#### Set problem:
Rewrite each of the items below, changing every "goalkeeper" to "keeper" and leaving all other text unchanged.

───── Material

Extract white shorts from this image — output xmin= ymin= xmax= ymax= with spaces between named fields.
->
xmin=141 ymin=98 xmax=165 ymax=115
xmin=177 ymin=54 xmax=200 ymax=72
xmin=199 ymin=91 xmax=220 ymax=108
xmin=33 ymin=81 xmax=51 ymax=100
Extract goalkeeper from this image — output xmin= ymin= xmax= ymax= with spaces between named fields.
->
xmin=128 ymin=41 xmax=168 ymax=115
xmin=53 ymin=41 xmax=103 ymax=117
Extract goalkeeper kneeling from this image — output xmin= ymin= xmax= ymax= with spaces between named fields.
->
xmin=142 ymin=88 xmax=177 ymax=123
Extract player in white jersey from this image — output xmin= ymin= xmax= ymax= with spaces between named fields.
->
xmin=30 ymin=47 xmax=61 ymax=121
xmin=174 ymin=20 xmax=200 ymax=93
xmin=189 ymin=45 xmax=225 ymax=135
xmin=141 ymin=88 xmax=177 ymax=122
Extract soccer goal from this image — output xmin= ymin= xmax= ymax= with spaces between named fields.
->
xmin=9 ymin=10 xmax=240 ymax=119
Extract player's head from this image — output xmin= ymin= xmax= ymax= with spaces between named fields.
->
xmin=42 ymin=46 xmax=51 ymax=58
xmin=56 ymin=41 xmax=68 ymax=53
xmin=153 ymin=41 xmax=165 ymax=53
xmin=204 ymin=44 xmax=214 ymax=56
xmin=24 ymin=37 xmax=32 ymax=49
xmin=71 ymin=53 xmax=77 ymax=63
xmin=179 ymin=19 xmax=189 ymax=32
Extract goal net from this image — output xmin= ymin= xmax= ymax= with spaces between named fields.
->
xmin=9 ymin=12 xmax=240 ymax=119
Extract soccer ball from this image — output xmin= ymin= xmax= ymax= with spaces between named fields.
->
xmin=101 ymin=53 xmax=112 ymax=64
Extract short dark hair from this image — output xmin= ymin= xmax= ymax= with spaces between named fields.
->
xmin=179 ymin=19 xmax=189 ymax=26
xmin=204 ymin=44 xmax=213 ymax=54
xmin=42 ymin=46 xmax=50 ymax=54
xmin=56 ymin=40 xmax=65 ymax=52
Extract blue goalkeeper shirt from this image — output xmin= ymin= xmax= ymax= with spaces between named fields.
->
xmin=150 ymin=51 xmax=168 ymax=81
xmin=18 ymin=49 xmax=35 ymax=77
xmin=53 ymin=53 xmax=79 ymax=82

──────────

#### Solved exercise:
Extract white shorts from this image — output xmin= ymin= xmax= ymax= with spaces between named fields.
->
xmin=141 ymin=98 xmax=165 ymax=115
xmin=177 ymin=54 xmax=200 ymax=72
xmin=199 ymin=91 xmax=220 ymax=108
xmin=33 ymin=81 xmax=51 ymax=100
Extract keeper from this image — output xmin= ymin= xmax= ymax= with spaces between named fields.
->
xmin=128 ymin=41 xmax=168 ymax=115
xmin=53 ymin=41 xmax=103 ymax=117
Extract keeper kneeling from this image — output xmin= ymin= xmax= ymax= with spaces between named fields.
->
xmin=142 ymin=88 xmax=177 ymax=123
Extract player in white jersey from this image — output xmin= ymin= xmax= ymax= with spaces between named fields.
->
xmin=30 ymin=47 xmax=61 ymax=121
xmin=174 ymin=20 xmax=200 ymax=93
xmin=189 ymin=45 xmax=225 ymax=135
xmin=141 ymin=88 xmax=177 ymax=122
Extract soccer goal from this image — output xmin= ymin= xmax= ymax= with spaces between named fields.
->
xmin=9 ymin=10 xmax=240 ymax=119
Extract player's head from this image — output xmin= ymin= xmax= ymax= with spaces between named fields.
->
xmin=42 ymin=46 xmax=51 ymax=58
xmin=56 ymin=41 xmax=68 ymax=53
xmin=153 ymin=41 xmax=165 ymax=53
xmin=204 ymin=44 xmax=214 ymax=56
xmin=24 ymin=37 xmax=32 ymax=49
xmin=71 ymin=53 xmax=77 ymax=63
xmin=179 ymin=19 xmax=189 ymax=32
Extract goal net from this image — output xmin= ymin= xmax= ymax= with spaces between named fields.
->
xmin=9 ymin=12 xmax=240 ymax=119
Extract soccer ball from this image — output xmin= ymin= xmax= ymax= with spaces between named fields.
->
xmin=101 ymin=53 xmax=112 ymax=64
Extract short dark hair from this image — output xmin= ymin= xmax= ymax= with spaces between named fields.
->
xmin=179 ymin=19 xmax=189 ymax=26
xmin=204 ymin=44 xmax=213 ymax=54
xmin=42 ymin=46 xmax=50 ymax=54
xmin=56 ymin=40 xmax=65 ymax=52
Extract blue keeper shirt from this image — output xmin= ymin= xmax= ymax= with spaces between named fields.
->
xmin=150 ymin=51 xmax=168 ymax=81
xmin=18 ymin=49 xmax=35 ymax=77
xmin=53 ymin=53 xmax=79 ymax=82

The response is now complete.